Issue
d’une famille fortunée (son père, officier, était un ami du prince Rainier et
elle passa son enfance à Monaco), l’ardente Fanny Ardant naquit à mes yeux grâce
à ce merveilleux feuilleton de Nina Companez, Les Dames de la cote, en 1978. Déjà (elle devait avoir trente ans,
et tomba un peu tard dans le métier d’acteur après des études à Sciences Po), dès
ce rôle, elle était différente, très différente, anachronique, racée, avec ce
regard et cette voix chaudes, cette bouche somptueuse, comme une Duchesse de
Guermantes égarée dans un cinéma français dont les stars de l’époque (Annie
Girardot ou la Romy de Sautet) flirtaient bon le populaire.
Truffaut
la remarqua, l engagea pour La femme d’à
côté, elle devint Mathilde aux côtés de celui qui allait devenir son
partenaire attitré, le grand Depardieu. Ce rôle – mythique – d amoureuse passionnée
qui va jusqu’à la mort, son premier premier rôle au cinéma, la plaça instantanément
au sommet. Devenu son compagnon, le même Truffaut deux ans plus tard nous fit découvrir
ses talents de comédie dans un bijou en noir et blanc – Vivement dimanche – ou il la réinvente en une sœur française de
Lauren Baccal. Aux côtés de Jean-Louis Trintignant, Fanny étincelle et ses
jambes immenses comme des compas (qui sillonnent le monde et lui donnent son équilibre,
sic), fascinent.
Elle
fut la muse et la dernière compagne du metteur en scène des 400 coups. Pleurant son disparu, elle s’en
alla chez Resnais aux côtés de Vittorio Gassman (la vie est un roman)

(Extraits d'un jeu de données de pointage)
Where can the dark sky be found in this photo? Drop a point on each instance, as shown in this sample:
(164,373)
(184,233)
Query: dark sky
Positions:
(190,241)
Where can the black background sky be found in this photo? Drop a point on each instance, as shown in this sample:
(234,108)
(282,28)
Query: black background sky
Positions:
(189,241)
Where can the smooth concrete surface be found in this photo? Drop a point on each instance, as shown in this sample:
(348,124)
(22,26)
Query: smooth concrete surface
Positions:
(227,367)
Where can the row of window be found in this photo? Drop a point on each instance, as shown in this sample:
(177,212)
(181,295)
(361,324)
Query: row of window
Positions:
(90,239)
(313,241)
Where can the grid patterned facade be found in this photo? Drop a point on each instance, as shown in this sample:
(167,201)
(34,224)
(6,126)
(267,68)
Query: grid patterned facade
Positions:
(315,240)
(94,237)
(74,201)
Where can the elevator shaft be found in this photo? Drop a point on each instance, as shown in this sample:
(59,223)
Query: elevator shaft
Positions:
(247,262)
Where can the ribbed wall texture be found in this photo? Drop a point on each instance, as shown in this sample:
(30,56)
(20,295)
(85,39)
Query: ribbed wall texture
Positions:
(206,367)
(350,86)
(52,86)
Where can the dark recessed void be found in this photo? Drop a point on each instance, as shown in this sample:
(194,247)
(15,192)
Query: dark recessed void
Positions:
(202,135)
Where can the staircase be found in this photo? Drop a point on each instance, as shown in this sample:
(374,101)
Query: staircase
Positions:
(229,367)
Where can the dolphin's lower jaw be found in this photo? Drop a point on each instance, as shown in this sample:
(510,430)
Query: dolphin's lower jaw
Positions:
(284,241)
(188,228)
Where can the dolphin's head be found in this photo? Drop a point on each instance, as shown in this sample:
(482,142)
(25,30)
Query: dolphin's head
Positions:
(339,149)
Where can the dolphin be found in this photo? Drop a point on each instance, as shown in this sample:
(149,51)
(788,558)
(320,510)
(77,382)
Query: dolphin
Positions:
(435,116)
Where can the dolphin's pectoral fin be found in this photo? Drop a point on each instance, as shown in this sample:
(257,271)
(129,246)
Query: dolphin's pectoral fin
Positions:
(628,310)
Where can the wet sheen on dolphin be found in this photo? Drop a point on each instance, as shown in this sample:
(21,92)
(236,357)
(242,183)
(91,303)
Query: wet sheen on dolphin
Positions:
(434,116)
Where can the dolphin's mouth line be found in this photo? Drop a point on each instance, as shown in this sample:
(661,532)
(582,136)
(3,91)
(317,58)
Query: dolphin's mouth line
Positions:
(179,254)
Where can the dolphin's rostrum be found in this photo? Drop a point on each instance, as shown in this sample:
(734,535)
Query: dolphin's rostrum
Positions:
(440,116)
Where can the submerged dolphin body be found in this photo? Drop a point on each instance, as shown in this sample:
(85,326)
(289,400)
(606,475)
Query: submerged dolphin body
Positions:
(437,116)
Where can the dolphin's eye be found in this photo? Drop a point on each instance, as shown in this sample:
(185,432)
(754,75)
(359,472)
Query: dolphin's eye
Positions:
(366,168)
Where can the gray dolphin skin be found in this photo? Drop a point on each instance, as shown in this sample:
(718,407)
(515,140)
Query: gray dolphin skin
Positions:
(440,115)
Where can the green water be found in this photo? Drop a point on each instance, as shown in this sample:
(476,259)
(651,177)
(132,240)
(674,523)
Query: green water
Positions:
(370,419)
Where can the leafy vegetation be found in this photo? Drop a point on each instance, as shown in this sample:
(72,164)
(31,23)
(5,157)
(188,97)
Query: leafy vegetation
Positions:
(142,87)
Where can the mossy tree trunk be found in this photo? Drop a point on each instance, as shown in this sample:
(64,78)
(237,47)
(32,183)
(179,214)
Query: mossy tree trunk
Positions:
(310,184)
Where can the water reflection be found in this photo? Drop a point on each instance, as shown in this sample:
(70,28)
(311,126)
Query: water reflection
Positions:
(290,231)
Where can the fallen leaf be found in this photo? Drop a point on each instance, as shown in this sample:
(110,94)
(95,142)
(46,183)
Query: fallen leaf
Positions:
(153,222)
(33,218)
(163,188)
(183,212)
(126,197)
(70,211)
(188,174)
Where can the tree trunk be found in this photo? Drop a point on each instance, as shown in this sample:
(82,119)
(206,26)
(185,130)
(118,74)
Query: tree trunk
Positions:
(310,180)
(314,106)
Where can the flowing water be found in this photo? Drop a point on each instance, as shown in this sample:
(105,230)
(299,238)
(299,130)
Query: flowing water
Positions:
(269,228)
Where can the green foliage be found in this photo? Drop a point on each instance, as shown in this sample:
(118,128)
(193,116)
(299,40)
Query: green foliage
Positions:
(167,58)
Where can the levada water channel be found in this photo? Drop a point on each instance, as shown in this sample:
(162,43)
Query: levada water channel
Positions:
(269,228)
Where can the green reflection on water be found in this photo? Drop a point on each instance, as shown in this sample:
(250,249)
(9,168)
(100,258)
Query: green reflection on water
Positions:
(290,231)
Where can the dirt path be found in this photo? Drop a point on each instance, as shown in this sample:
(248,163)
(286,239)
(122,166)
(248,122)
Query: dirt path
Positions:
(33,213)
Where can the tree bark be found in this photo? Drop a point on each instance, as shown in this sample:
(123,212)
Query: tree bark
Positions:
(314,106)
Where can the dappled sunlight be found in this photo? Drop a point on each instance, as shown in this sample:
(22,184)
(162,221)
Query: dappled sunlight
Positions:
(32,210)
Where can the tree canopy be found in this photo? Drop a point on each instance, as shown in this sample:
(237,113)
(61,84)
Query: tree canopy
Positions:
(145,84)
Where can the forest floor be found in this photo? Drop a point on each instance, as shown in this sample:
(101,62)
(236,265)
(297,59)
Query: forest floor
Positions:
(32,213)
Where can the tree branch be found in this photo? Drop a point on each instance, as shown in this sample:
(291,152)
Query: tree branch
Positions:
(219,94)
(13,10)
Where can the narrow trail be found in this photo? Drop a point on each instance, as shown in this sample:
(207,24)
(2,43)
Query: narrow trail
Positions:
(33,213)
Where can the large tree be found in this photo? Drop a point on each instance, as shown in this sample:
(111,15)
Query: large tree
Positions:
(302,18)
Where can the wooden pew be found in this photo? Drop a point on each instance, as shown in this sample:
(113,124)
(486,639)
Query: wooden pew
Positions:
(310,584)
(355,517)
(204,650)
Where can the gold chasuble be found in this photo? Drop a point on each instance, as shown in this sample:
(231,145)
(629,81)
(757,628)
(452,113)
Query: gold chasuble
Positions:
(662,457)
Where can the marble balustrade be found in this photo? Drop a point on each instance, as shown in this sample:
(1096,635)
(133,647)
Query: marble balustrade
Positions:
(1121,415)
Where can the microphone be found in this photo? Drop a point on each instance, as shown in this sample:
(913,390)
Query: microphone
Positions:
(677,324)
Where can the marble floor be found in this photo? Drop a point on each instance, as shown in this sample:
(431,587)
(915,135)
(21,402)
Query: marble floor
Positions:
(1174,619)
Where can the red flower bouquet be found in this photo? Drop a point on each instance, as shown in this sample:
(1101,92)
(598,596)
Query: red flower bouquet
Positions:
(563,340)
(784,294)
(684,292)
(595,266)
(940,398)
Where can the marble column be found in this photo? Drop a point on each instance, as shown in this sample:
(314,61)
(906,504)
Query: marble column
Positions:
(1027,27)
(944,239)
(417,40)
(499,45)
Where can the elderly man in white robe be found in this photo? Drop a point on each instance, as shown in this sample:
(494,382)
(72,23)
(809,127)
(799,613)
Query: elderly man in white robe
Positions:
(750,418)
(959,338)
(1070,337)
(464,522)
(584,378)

## CONSIGNE ÉCRITE 1:
Résumez en deux phrases le texte consacré à Fanny Ardant.
## CONSIGNE ÉCRITE 2:
Donnez uniquement le nombre de lignes qui contiennent le mot « channel ».
Le texte et les lignes n'ont aucun rapport entre eux.

## RÉPONSE RÉDIGÉE 1:
Issue d'une famille fortunée et passée par Sciences Po, Fanny Ardant apparut en 1978 dans le feuilleton de Nina Companez Les Dames de la cote, où elle se distinguait déjà par son regard, sa voix chaude et son allure racée. Truffaut l'engagea pour La femme d'à côté, premier grand rôle qui la plaça au sommet, puis, devenu son compagnon, révéla ses talents de comédie dans Vivement dimanche, avant qu'elle ne tourne chez Resnais après sa disparition.

## RÉPONSE RÉDIGÉE 2:
2